## Consigne détaillée
Reproduisez à l'identique l'ensemble des lignes ci-dessous, sans y inclure les images.
##############################
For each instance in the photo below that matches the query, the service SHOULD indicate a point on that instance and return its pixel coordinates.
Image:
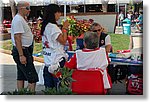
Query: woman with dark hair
(53, 41)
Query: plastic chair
(87, 83)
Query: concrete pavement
(8, 76)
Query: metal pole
(65, 11)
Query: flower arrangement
(36, 30)
(78, 27)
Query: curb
(38, 59)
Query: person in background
(104, 39)
(53, 42)
(22, 40)
(121, 18)
(68, 45)
(91, 57)
(139, 22)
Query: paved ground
(8, 76)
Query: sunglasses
(97, 30)
(27, 8)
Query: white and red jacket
(88, 59)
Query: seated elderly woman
(91, 58)
(104, 39)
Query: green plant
(78, 27)
(23, 91)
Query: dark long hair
(49, 15)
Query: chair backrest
(87, 82)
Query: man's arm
(18, 43)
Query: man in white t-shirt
(22, 40)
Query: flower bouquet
(78, 27)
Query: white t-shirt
(19, 25)
(53, 51)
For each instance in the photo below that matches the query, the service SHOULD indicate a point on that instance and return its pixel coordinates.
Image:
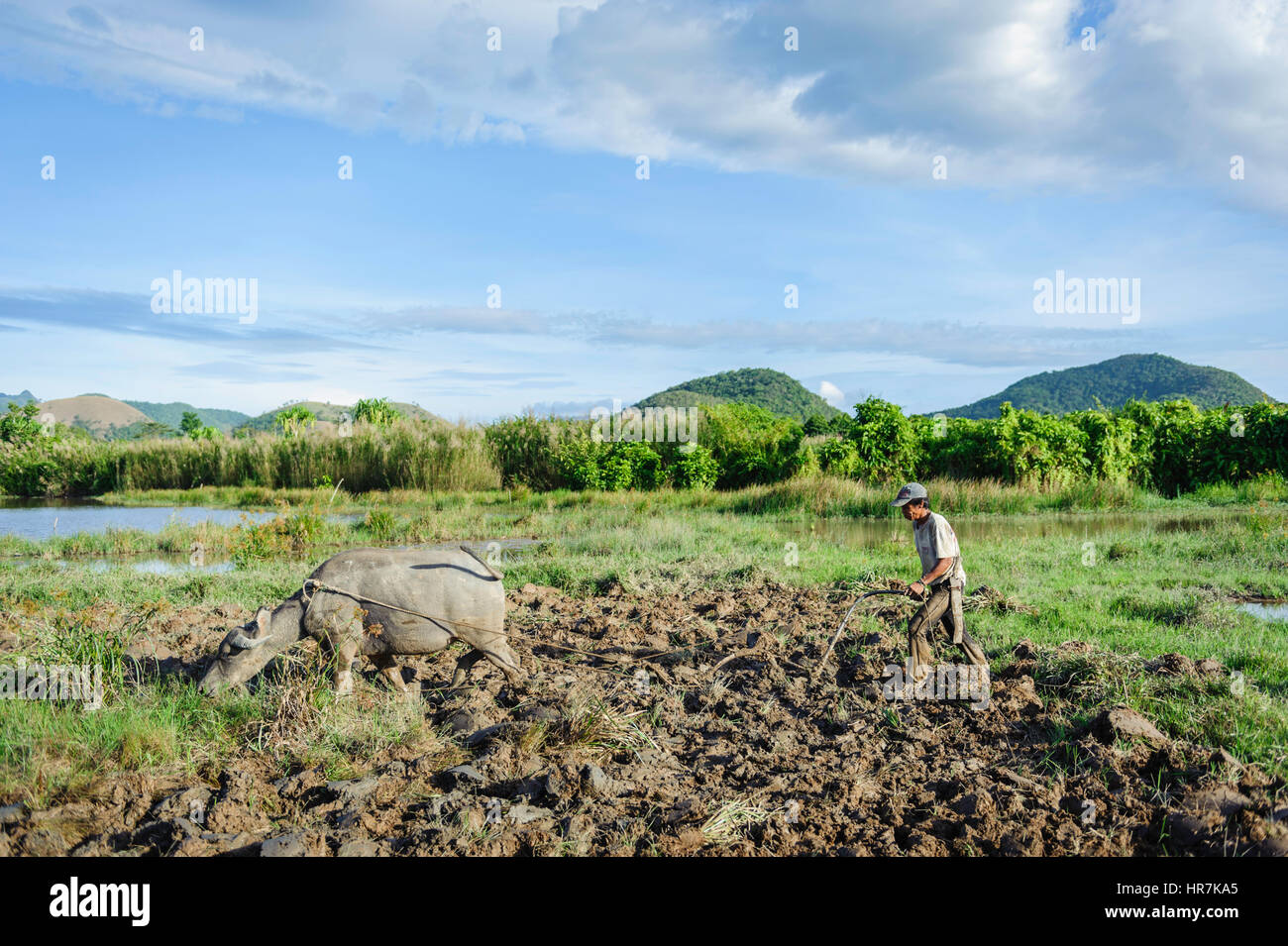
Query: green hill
(765, 387)
(1115, 382)
(334, 413)
(171, 415)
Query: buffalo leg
(391, 670)
(346, 653)
(463, 667)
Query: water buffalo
(463, 597)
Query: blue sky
(518, 168)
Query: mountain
(329, 415)
(1115, 382)
(171, 415)
(765, 387)
(101, 416)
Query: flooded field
(43, 519)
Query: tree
(191, 424)
(155, 429)
(20, 426)
(295, 418)
(376, 411)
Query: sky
(558, 205)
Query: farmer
(941, 576)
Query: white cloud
(829, 392)
(1001, 88)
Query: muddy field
(697, 731)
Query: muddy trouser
(940, 607)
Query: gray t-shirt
(935, 540)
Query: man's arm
(938, 572)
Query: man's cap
(913, 490)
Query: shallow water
(1274, 611)
(498, 553)
(43, 519)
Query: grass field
(1144, 591)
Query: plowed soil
(697, 731)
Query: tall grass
(408, 455)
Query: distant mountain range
(335, 413)
(765, 387)
(171, 415)
(1111, 383)
(1115, 382)
(108, 418)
##############################
## Résultat attendu
For each instance in the photo below that matches the query, the service SHOULD indicate a point on that instance and return its pixel coordinates.
Image:
Query: woman with dark hair
(53, 41)
Query: plastic chair
(87, 83)
Query: concrete pavement
(8, 76)
Query: metal pole
(65, 11)
Query: flower arrangement
(36, 30)
(78, 27)
Query: curb
(38, 59)
Query: person in background
(104, 39)
(53, 42)
(22, 40)
(121, 18)
(68, 45)
(91, 57)
(139, 22)
Query: paved ground
(8, 76)
Query: sunglasses
(97, 30)
(27, 8)
Query: white and red jacket
(88, 59)
Query: seated elderly woman
(91, 58)
(104, 39)
Query: green plant
(78, 27)
(23, 91)
Query: dark long hair
(49, 15)
Query: chair backrest
(87, 82)
Query: man's arm
(18, 43)
Query: man in white t-shirt
(22, 40)
Query: flower bouquet
(78, 27)
Query: white t-shirt
(19, 25)
(53, 51)
For each instance in the photo below that matches the query, the service SHOULD indicate a point on that instance and return its pixel coordinates.
Image:
Query: green hill
(765, 387)
(1115, 382)
(334, 413)
(171, 415)
Query: buffalo leg
(391, 670)
(346, 653)
(463, 667)
Query: water buffalo
(463, 597)
Query: blue sky
(518, 168)
Query: mountain
(329, 415)
(1115, 382)
(171, 415)
(765, 387)
(101, 416)
Query: flooded field
(43, 519)
Query: tree
(191, 424)
(155, 429)
(20, 426)
(295, 418)
(376, 411)
Query: sky
(558, 205)
Query: farmer
(941, 576)
Query: white cloud
(829, 392)
(1001, 88)
Query: muddy field
(697, 731)
Query: muddy trouser
(940, 607)
Query: gray t-shirt
(935, 540)
Query: man's arm
(938, 572)
Query: man's cap
(913, 490)
Query: shallow water
(1274, 611)
(498, 553)
(43, 519)
Query: grass field
(1144, 591)
Query: plowed soil
(697, 731)
Query: tall grass
(408, 455)
Query: distant mountain range
(335, 413)
(765, 387)
(171, 415)
(1111, 383)
(1115, 382)
(108, 418)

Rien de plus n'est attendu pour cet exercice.